WRITTEN INSTRUCTION:
Please recast the entries below as a numbered list with one line per item, skipping any blank lines and leaving the picture out.

MATERIAL SHOWN:
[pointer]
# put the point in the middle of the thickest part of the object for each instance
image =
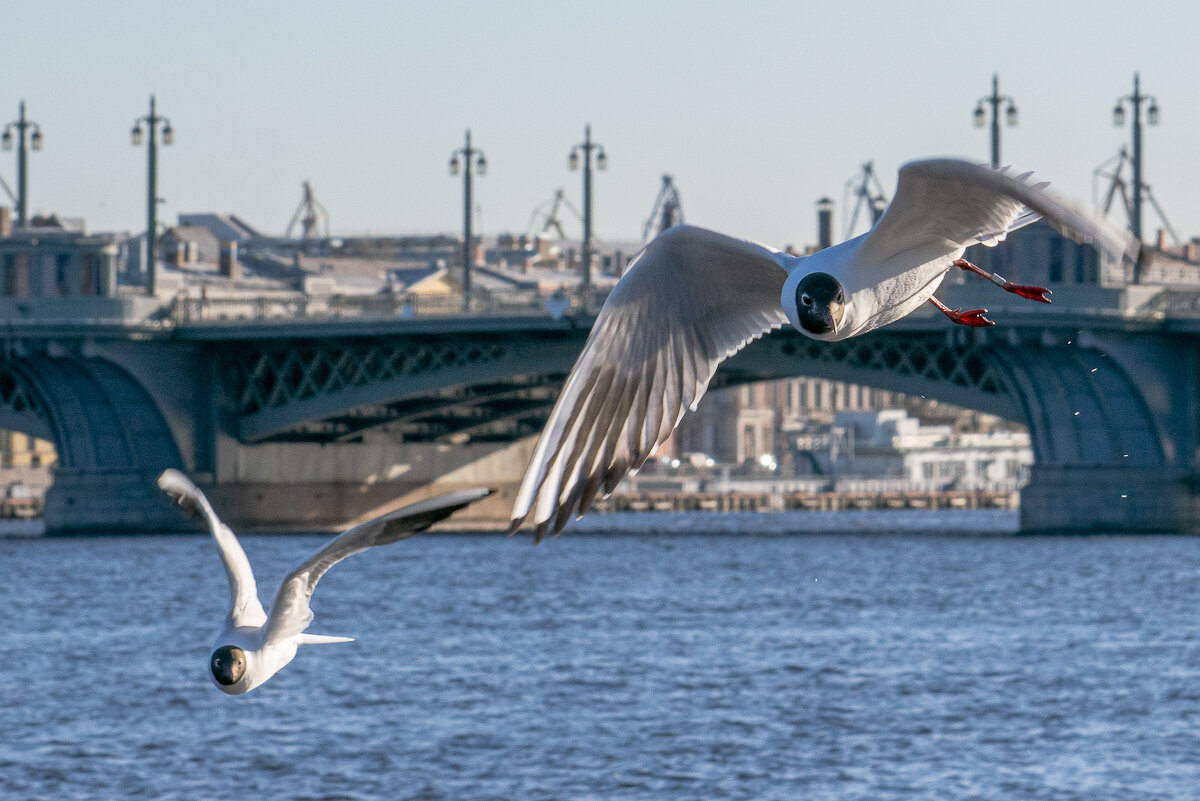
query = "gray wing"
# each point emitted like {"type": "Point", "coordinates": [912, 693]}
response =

TASK RESPONSE:
1. [pointer]
2. # put the point in the middle of the thickest part of the object for each instance
3. image =
4. query = "gray wing"
5. # each point emitted like {"type": "Point", "coordinates": [912, 693]}
6. response =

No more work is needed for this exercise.